Nella Città vecchia, a Gerusalemme, a metà strada circa tra le Porte di Damasco e Giaffa, c’è un piccolo ristorante arabo, ben noto ai gerosolimitani di ogni estrazione e appartenenza per l’eccellenza del suo hummus – alcuni sostengono sia addirittura il migliore del mondo. Entrando, lo sguardo cade subito su un grande pentolone di ghisa, oltre il bancone, fumante di ceci e spumato d’amido sul bordo. Accanto, un uomo robusto, perfettamente rasato e col sorriso di chi le ha viste tutte scolpito sotto il naso, guarnisce le generose porzioni di hummus con ceci interi o fūl, olio e prezzemolo. Al Lina Restaurant mi ci portò per la prima volta un amico poeta, un ebreo argentino da anni ormai residente a Gerusalemme, docente di Letterature latinoamericane presso la Hebrew University. Si parlava, ricordo, di Borges, Onetti e Juan José Saer, mentre la cremosa (trans-etnica e trans-religiosa) purea di ceci, servitaci con pinoli leggermente scottati, pita calda e cetrioli sottaceto, ci strappava reiterati mormorii di consenso. Una luce gialla, come un riflesso di sabbie antiche, penetrava dalle vetrine, poggiandosi sul frigorifero delle bibite e sul tavolo animato di due studentesse, trasfigurando gli iPhone deposti e gli auricolari in talismani giapponesi.

[Esempi di rilevamento]:

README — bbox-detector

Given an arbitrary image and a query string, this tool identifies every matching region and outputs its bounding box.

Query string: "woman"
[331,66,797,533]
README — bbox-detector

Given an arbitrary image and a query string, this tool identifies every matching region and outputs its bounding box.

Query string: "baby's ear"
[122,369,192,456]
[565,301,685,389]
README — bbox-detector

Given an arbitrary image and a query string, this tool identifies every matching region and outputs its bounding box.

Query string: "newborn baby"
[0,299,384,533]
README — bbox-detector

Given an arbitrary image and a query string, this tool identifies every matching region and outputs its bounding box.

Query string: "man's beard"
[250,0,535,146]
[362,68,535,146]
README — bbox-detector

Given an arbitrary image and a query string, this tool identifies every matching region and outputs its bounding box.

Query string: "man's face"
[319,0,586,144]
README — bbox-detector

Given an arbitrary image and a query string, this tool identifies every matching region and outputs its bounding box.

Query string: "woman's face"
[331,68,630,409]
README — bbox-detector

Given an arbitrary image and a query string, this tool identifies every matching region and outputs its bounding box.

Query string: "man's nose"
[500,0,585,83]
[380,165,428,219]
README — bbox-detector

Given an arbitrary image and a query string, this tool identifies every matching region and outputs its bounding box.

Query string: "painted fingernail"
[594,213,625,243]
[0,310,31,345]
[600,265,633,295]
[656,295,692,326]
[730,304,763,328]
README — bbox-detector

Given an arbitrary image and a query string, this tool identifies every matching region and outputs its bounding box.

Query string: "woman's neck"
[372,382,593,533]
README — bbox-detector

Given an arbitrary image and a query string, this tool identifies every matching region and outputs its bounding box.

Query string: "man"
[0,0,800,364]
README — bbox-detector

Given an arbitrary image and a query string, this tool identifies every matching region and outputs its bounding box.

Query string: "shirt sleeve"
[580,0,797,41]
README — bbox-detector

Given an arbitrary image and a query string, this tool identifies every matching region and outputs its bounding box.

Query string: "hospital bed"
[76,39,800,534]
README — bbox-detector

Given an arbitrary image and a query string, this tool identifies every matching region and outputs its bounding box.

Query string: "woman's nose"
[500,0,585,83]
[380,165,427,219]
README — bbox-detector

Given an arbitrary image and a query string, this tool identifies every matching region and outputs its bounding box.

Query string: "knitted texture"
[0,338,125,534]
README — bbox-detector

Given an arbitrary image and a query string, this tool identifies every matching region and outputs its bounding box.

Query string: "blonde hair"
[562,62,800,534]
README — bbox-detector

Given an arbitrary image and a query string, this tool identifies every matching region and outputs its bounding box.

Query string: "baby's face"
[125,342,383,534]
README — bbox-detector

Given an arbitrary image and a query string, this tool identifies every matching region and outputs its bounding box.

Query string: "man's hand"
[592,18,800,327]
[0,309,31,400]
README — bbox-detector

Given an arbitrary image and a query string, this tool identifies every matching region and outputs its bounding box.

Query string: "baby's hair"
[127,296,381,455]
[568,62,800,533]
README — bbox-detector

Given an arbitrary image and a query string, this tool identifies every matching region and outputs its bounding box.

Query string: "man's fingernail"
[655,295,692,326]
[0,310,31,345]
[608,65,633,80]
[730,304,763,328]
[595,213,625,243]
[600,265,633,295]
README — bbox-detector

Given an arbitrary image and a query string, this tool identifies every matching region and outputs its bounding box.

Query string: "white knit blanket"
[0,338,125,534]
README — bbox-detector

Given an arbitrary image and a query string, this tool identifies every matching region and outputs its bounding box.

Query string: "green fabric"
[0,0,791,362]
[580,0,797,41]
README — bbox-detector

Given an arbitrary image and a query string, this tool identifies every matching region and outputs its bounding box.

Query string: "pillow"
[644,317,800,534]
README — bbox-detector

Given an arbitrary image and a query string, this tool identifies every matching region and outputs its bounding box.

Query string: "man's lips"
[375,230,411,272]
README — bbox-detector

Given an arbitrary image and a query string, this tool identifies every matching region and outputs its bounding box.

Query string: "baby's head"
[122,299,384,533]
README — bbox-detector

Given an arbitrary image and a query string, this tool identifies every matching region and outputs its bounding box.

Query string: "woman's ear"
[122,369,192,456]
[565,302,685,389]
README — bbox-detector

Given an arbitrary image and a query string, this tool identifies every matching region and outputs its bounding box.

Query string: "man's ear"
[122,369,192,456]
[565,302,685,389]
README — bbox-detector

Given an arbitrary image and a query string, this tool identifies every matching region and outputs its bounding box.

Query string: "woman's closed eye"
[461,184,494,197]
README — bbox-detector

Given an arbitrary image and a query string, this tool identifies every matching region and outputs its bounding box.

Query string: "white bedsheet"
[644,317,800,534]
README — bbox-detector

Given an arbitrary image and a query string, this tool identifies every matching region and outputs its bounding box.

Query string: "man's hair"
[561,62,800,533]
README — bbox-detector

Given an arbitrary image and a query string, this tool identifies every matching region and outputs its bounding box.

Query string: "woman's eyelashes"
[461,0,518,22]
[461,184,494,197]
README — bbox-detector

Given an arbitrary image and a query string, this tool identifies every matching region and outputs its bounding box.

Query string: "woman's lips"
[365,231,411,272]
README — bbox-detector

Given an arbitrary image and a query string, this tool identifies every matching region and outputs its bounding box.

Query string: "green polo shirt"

* * *

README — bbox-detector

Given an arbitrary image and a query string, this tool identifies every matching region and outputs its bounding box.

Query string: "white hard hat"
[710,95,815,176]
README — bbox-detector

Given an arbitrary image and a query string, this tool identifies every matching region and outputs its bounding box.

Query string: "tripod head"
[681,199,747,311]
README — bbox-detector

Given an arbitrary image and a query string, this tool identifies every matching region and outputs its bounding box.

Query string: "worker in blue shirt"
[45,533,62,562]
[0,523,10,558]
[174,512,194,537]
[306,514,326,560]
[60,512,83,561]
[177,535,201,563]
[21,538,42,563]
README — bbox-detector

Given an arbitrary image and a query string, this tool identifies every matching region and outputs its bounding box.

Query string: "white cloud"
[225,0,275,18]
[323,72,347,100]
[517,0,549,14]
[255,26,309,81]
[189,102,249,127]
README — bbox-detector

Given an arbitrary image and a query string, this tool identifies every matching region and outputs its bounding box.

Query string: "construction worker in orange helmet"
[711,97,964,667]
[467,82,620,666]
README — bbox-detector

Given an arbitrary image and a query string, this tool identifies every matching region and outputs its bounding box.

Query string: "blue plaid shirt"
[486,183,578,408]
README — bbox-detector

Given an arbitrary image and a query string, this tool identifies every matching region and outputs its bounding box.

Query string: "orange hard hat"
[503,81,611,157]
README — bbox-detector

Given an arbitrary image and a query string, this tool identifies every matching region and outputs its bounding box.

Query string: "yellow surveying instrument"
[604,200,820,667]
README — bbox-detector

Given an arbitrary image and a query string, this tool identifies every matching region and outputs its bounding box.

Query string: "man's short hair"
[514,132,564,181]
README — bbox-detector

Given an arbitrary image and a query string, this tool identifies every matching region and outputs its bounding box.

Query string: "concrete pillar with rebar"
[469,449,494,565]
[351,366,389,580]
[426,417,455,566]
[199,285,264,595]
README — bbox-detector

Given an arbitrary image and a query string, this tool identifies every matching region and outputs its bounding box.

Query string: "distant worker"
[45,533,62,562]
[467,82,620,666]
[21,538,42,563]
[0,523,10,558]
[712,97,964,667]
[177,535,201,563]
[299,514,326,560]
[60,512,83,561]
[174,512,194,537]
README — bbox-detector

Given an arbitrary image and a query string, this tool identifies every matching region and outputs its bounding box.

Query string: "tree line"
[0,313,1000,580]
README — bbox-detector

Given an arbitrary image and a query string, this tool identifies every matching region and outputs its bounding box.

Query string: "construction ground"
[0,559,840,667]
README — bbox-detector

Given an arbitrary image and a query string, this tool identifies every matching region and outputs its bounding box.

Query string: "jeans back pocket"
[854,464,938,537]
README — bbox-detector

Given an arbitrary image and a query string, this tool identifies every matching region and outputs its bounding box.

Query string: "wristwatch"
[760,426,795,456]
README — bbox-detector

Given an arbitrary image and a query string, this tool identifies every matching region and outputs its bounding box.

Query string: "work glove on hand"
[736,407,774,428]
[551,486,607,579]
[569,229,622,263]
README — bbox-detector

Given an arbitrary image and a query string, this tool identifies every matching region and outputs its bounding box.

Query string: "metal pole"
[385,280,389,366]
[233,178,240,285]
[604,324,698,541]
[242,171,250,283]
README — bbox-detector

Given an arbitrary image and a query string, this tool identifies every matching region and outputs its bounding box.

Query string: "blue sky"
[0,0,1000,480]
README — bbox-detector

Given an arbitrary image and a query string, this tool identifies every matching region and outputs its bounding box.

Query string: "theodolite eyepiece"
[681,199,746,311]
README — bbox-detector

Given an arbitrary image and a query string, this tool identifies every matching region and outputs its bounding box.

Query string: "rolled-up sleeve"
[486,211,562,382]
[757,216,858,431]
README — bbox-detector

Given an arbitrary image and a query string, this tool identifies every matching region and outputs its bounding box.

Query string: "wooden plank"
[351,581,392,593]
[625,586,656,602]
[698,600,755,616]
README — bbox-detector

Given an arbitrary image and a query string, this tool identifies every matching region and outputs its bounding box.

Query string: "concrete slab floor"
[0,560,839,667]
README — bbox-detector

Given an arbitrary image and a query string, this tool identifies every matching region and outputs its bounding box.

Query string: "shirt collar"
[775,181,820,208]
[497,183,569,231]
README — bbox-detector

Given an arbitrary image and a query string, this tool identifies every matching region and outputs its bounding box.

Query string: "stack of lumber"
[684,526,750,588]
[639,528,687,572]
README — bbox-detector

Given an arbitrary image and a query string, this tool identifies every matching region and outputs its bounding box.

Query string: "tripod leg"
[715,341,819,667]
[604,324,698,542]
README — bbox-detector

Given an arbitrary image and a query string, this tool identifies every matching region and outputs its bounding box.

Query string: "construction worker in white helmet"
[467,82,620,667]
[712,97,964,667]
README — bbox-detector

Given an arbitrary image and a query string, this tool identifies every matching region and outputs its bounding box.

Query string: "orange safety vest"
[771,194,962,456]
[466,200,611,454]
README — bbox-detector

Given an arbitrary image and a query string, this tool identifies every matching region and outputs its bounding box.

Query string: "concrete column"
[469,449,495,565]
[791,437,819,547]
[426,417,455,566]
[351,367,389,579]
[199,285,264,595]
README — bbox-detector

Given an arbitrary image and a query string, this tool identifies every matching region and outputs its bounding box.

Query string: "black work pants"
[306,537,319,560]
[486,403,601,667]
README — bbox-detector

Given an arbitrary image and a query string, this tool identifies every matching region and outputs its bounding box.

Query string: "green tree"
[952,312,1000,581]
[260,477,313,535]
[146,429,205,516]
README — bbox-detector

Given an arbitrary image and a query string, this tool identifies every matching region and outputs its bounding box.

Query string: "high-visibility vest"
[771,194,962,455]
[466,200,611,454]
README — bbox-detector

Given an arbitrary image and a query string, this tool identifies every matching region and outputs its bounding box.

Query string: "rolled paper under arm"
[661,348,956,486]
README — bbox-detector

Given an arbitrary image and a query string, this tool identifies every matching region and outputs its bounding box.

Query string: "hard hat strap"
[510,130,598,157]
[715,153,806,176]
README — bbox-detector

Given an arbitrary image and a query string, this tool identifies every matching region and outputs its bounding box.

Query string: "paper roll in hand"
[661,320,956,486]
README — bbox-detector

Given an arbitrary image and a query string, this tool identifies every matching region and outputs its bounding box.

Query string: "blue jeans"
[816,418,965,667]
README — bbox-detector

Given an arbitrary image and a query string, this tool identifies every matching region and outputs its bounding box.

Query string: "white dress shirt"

[Esercizio proposto]: Ricopiate per intero il brano sul ristorante di hummus a Gerusalemme, senza apportare alcuna modifica. Per lo svolgimento ci si basi unicamente sul brano.

[Soluzione]:
Nella Città vecchia, a Gerusalemme, a metà strada circa tra le Porte di Damasco e Giaffa, c’è un piccolo ristorante arabo, ben noto ai gerosolimitani di ogni estrazione e appartenenza per l’eccellenza del suo hummus – alcuni sostengono sia addirittura il migliore del mondo. Entrando, lo sguardo cade subito su un grande pentolone di ghisa, oltre il bancone, fumante di ceci e spumato d’amido sul bordo. Accanto, un uomo robusto, perfettamente rasato e col sorriso di chi le ha viste tutte scolpito sotto il naso, guarnisce le generose porzioni di hummus con ceci interi o fūl, olio e prezzemolo. Al Lina Restaurant mi ci portò per la prima volta un amico poeta, un ebreo argentino da anni ormai residente a Gerusalemme, docente di Letterature latinoamericane presso la Hebrew University. Si parlava, ricordo, di Borges, Onetti e Juan José Saer, mentre la cremosa (trans-etnica e trans-religiosa) purea di ceci, servitaci con pinoli leggermente scottati, pita calda e cetrioli sottaceto, ci strappava reiterati mormorii di consenso. Una luce gialla, come un riflesso di sabbie antiche, penetrava dalle vetrine, poggiandosi sul frigorifero delle bibite e sul tavolo animato di due studentesse, trasfigurando gli iPhone deposti e gli auricolari in talismani giapponesi.